• PASSAGE PROVIDED:
----------------------------------------

Acosta could not be reached for comment last week about his alleged quote, and he was evasive when asked by a reporter in July whether he was aware at any point that Epstein was an intelligence asset.

 

“There has been reporting to that effect,” he said. “I would hesitate to take this reporting as fact.”

 

But there is intriguing evidence elsewhere. In a recent interview with NBC’s Dateline, former Palm Beach Police Chief Michael Reiter described what happened as the police spent months quietly gathering and meticulously verifying evidence of what Epstein had been up to.

 

Tonight, @SavannahGuthrie sits down with former Palm Beach police Chief Michael Reiter, who oversaw the original Epstein investigation in South Florida in the early 2000s. All-new #Dateline at 10/9c. pic.twitter.com/1pqDhxhPdC

 

— Dateline NBC (@DatelineNBC) September 20, 2019

 

As the investigation wore on, Reiter told NBC, odd things began to happen. When detectives armed with a search warrant entered his home with a video camera, what they found made them suspect he had been tipped off.

 

“The place had been cleaned up,” Reiter said. A computer that contained all of the home’s surveillance footage was gone, “and all the wires were left hanging there.”

 

After six months of investigation, Reiter said, local police noticed a shift in attitude by the state prosecutors. They suddenly seemed dismissive of the case, telling Reiter that the witnesses were not credible. And they hindered their efforts by refusing to approve the use of critical investigative techniques.

----------------------------------------

• RECORDS:
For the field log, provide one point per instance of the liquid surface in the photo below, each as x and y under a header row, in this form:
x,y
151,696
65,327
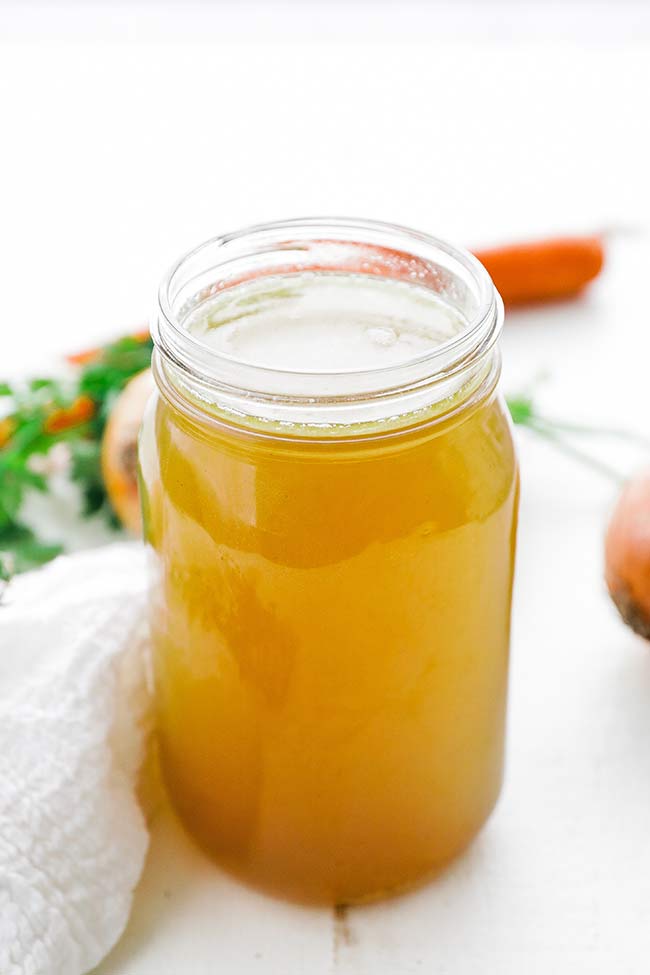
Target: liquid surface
x,y
325,322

----------------------------------------

• GOAL 1:
Answer these about the passage on the Epstein investigation:
(a) Which NBC program interviewed Michael Reiter?
(b) What did detectives find missing from the home when they entered with a search warrant?
(c) After how many months of investigation did local police notice a shift in attitude by the state prosecutors?
• GOAL 2:
Rewrite the passage on the Epstein investigation, beginning at the words "Acosta could not" and stopping after "an intelligence asset.", with "evasive" swapped for "vague".

• EXPECTED ANSWER 1:
(a) Dateline
(b) A computer that contained all of the home's surveillance footage
(c) Six months

• EXPECTED ANSWER 2:
Acosta could not be reached for comment last week about his alleged quote, and he was vague when asked by a reporter in July whether he was aware at any point that Epstein was an intelligence asset.